___ Data provided ___

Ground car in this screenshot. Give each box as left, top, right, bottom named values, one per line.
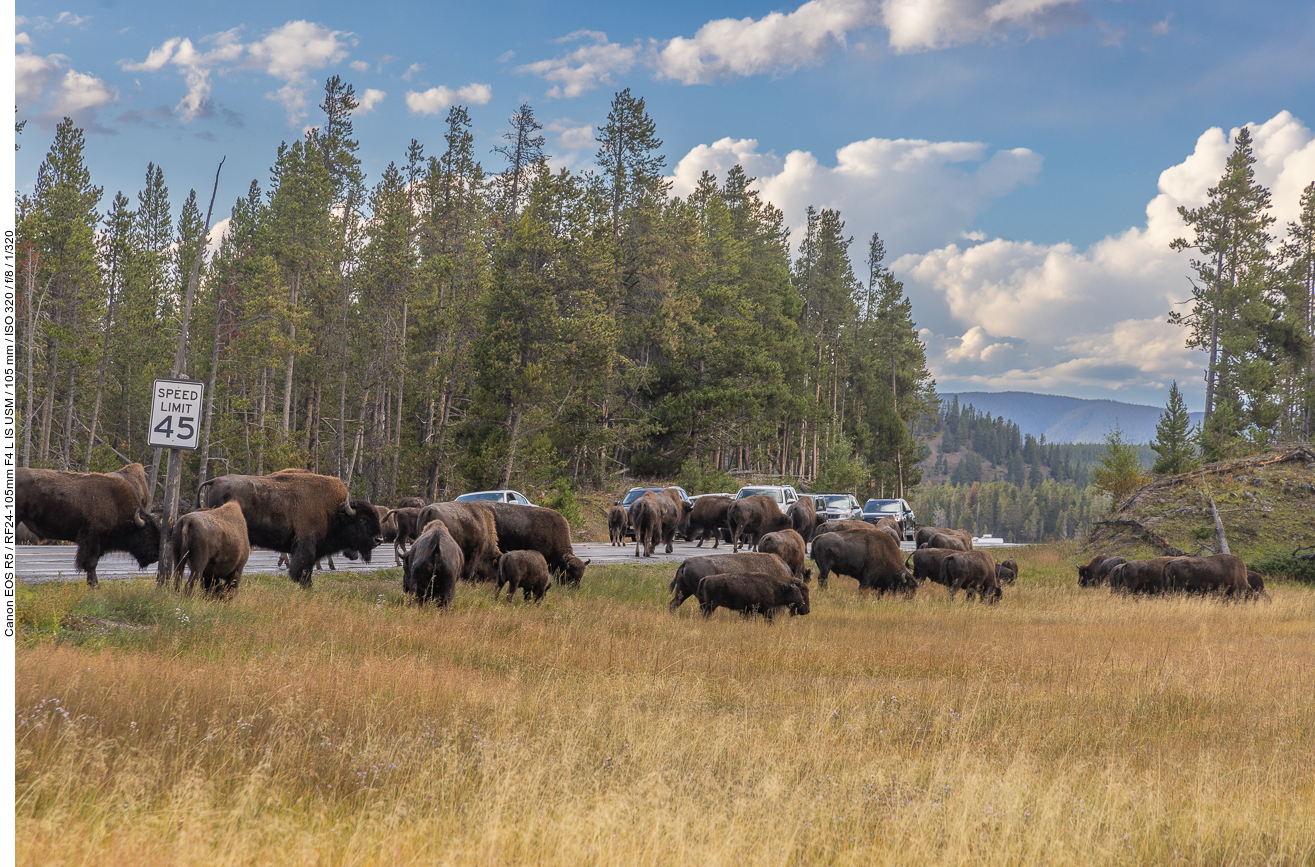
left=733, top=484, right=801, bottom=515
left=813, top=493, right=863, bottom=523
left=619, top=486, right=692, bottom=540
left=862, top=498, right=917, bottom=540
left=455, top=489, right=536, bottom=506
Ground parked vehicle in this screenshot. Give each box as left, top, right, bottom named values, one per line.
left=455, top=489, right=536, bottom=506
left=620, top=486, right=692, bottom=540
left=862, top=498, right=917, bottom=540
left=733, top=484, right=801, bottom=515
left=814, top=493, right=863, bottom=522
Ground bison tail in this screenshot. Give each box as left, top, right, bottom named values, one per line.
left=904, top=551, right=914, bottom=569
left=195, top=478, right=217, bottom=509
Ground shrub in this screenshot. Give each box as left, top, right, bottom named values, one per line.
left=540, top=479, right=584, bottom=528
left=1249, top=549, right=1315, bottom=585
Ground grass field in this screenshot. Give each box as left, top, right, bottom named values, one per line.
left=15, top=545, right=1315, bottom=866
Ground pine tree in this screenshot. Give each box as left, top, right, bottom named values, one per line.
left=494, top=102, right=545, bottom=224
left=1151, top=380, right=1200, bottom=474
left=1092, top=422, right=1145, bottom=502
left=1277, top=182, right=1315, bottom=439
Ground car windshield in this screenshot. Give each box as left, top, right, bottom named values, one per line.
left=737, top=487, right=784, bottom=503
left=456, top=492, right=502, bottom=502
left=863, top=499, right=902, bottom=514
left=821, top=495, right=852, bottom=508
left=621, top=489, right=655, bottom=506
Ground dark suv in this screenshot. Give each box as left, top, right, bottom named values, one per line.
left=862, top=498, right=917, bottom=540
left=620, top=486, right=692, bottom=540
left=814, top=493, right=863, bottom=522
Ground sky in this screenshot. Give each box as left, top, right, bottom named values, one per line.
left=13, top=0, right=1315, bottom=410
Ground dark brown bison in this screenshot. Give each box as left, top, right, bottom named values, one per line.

___

◆ **Description of the task**
The entries above need to be output again in full, exactly, and without pictures.

◆ **Task result**
Ground car in this screenshot. Give each box as left, top, right, bottom named values, one per line.
left=733, top=484, right=801, bottom=515
left=813, top=493, right=863, bottom=523
left=619, top=486, right=692, bottom=540
left=862, top=498, right=917, bottom=540
left=455, top=489, right=536, bottom=506
Ground parked vehicle in this screenshot. Give each box as left, top, right, bottom named values, one per line.
left=455, top=489, right=536, bottom=506
left=620, top=486, right=692, bottom=540
left=862, top=498, right=917, bottom=540
left=733, top=484, right=801, bottom=515
left=814, top=493, right=863, bottom=522
Ground bison tail in this screenshot. Give each box as left, top, right, bottom named values, one per line.
left=904, top=551, right=914, bottom=569
left=195, top=478, right=217, bottom=509
Ground shrub in this screenshot. Give each box as left, top, right, bottom named values, one per line.
left=540, top=479, right=584, bottom=528
left=1249, top=549, right=1315, bottom=585
Ground grass field in this screenshot. Give each box as left, top, right, bottom named values, one per line.
left=15, top=545, right=1315, bottom=866
Ground pine tree in this screenshot. Give each box as left, top, right, bottom named values, one per line.
left=494, top=102, right=545, bottom=224
left=1151, top=380, right=1200, bottom=474
left=1092, top=422, right=1145, bottom=502
left=1277, top=182, right=1315, bottom=439
Ground car windshield in this screenshot. Give each box as left, top, right, bottom named values, one per line.
left=737, top=487, right=784, bottom=503
left=456, top=492, right=502, bottom=502
left=863, top=499, right=902, bottom=514
left=821, top=495, right=852, bottom=508
left=621, top=489, right=655, bottom=506
Ground dark suv in this screenshot. Give each box as left, top, right, bottom named values, one per line.
left=862, top=498, right=917, bottom=540
left=620, top=486, right=692, bottom=540
left=814, top=493, right=863, bottom=522
Ground sky in this screenshot. Give each box as left, top, right, bottom named values, one per line.
left=13, top=0, right=1315, bottom=410
Ground dark brown bison in this screenshot. Give each box as left, top, right, bottom named values, one per line.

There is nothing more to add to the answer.